***** Provided information *****

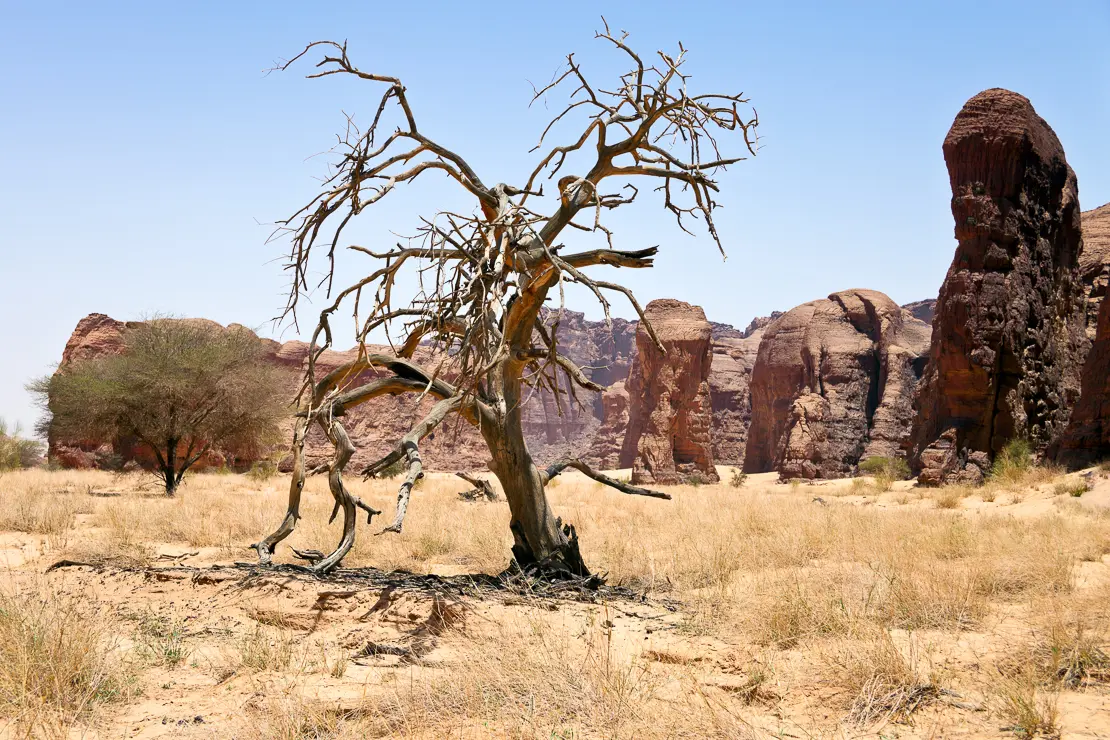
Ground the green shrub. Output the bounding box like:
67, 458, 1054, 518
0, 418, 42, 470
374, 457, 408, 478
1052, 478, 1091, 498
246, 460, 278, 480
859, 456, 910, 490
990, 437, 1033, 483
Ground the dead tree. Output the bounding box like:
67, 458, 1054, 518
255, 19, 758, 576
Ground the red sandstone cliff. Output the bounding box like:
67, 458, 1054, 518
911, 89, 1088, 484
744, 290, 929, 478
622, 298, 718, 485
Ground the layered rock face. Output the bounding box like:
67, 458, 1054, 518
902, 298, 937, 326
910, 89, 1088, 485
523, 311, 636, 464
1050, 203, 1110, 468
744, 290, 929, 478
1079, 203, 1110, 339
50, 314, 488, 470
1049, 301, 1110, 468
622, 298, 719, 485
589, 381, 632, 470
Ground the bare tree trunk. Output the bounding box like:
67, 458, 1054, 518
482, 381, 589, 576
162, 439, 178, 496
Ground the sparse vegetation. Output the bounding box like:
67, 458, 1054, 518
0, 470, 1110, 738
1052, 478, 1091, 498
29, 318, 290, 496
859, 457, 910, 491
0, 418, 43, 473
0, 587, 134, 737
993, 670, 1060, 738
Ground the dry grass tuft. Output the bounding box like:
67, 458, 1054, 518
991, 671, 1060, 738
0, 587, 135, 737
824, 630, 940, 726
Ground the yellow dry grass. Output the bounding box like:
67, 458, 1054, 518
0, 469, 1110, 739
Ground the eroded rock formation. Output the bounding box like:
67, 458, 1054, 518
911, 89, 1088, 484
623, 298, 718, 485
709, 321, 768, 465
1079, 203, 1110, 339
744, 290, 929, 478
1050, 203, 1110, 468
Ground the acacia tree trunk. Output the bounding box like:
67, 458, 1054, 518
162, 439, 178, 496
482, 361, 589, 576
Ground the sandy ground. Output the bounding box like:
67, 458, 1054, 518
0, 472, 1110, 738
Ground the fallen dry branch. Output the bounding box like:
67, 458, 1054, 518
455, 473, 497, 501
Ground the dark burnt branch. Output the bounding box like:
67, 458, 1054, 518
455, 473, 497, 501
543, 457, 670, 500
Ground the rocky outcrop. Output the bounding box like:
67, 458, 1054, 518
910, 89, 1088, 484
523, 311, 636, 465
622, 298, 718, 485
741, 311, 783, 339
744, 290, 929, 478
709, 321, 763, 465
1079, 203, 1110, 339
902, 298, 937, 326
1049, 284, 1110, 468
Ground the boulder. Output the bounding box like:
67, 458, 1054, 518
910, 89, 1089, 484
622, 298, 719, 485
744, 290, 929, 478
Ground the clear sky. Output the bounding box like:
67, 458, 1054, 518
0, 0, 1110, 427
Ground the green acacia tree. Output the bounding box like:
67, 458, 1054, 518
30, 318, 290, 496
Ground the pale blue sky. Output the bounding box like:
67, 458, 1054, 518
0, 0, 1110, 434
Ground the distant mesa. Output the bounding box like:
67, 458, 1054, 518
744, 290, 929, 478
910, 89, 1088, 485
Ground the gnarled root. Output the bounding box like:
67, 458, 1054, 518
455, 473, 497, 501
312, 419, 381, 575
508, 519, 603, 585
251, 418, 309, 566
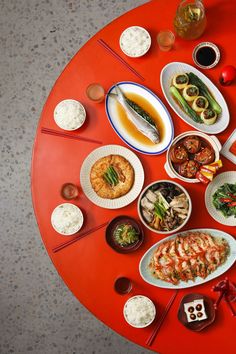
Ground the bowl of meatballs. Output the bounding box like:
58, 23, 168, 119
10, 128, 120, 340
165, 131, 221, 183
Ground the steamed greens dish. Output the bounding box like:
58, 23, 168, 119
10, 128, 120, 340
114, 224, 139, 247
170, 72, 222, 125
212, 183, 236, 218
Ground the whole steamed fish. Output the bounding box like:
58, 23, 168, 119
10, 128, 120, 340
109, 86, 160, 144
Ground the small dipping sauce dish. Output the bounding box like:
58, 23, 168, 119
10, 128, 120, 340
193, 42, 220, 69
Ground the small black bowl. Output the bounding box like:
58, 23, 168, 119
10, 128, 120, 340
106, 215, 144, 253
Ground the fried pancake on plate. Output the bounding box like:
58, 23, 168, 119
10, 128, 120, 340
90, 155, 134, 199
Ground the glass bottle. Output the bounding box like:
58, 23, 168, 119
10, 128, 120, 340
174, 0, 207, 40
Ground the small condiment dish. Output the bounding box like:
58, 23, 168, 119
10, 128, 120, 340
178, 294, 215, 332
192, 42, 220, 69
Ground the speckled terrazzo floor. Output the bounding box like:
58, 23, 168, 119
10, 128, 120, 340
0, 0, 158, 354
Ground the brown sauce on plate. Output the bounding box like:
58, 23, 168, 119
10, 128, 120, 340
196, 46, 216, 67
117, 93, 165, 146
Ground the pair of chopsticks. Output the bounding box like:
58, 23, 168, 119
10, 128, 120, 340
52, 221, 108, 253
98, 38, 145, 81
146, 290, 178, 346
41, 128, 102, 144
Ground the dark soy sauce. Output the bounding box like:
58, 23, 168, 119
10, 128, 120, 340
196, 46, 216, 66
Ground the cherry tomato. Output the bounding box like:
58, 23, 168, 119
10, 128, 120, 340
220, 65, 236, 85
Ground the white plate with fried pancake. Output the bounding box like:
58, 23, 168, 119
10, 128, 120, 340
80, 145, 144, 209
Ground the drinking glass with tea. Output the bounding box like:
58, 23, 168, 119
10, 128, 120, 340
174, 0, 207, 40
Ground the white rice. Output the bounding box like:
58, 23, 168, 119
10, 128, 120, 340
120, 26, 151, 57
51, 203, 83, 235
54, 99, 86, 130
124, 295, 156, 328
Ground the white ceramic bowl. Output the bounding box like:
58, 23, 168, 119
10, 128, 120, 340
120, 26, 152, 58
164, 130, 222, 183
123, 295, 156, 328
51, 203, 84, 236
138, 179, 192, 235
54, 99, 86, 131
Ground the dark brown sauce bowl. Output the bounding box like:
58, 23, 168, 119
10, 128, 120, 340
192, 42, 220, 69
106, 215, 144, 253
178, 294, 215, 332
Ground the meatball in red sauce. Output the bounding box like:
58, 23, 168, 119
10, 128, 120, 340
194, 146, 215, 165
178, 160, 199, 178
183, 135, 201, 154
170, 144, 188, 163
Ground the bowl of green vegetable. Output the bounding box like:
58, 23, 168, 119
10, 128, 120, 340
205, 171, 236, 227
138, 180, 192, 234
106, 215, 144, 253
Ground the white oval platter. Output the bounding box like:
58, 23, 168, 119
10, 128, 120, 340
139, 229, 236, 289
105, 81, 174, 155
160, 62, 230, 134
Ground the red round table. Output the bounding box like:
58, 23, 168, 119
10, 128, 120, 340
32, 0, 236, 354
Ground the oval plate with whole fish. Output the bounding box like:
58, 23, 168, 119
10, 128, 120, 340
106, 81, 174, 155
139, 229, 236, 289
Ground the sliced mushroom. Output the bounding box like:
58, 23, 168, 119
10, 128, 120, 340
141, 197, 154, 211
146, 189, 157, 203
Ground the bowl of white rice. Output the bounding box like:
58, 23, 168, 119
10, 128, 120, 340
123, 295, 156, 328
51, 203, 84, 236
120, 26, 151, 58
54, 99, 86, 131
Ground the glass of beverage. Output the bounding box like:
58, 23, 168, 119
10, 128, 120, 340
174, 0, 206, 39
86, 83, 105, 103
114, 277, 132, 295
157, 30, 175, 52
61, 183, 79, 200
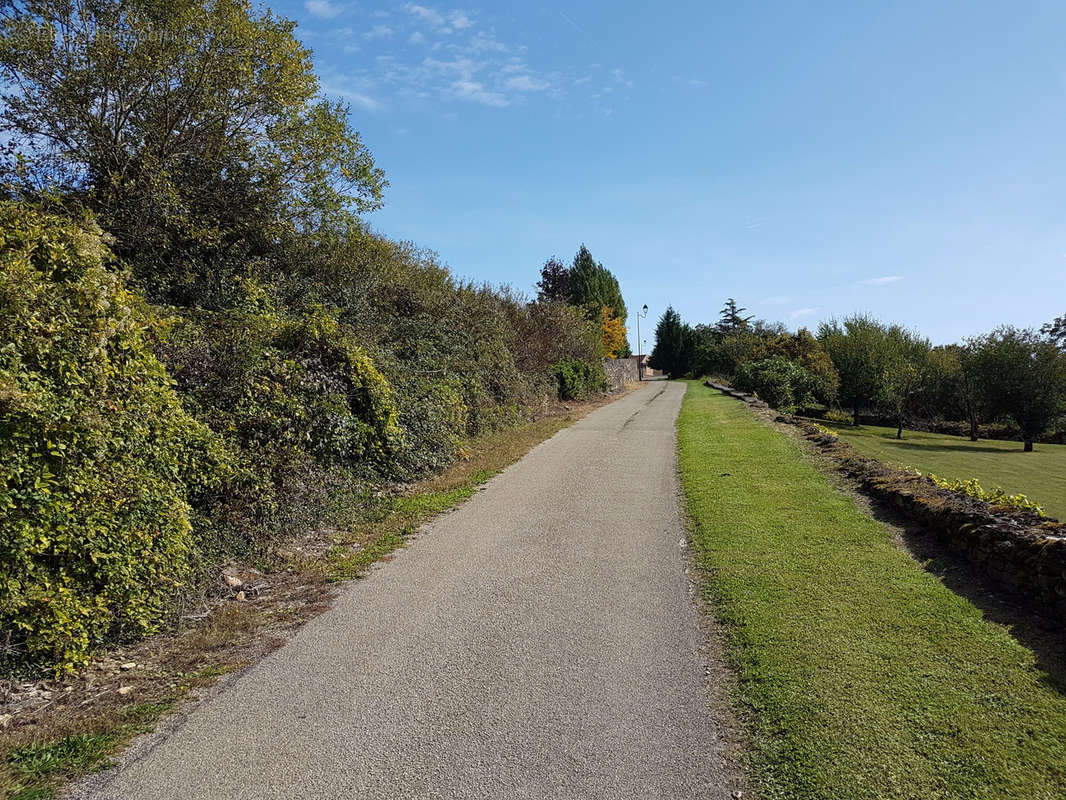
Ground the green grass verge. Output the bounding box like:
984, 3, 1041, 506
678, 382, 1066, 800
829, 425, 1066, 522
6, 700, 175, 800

*****

Written exercise »
Return the lines of the material above exactly as they stand, from the line with "Ground the acacia" to the line with "1049, 284, 1110, 468", including both of those lines.

Result of the task »
Ground the acacia tree trunk. Output the bounding box like:
67, 458, 1054, 518
162, 439, 178, 496
482, 361, 589, 576
Ground the sandy ground. Output the bounding box like:
67, 458, 1054, 518
0, 472, 1110, 738
Ground the fallen dry branch. Output the bounding box like:
67, 458, 1054, 518
455, 473, 497, 501
Ground the dark burnt branch. Output the bounding box like:
67, 458, 1054, 518
455, 473, 497, 501
543, 457, 670, 500
Ground the rocky outcrop. Output the bounding box like:
67, 458, 1054, 518
910, 89, 1088, 484
523, 311, 636, 465
622, 298, 718, 485
741, 311, 783, 339
744, 290, 929, 478
709, 321, 763, 465
1079, 203, 1110, 339
902, 298, 937, 326
1049, 284, 1110, 468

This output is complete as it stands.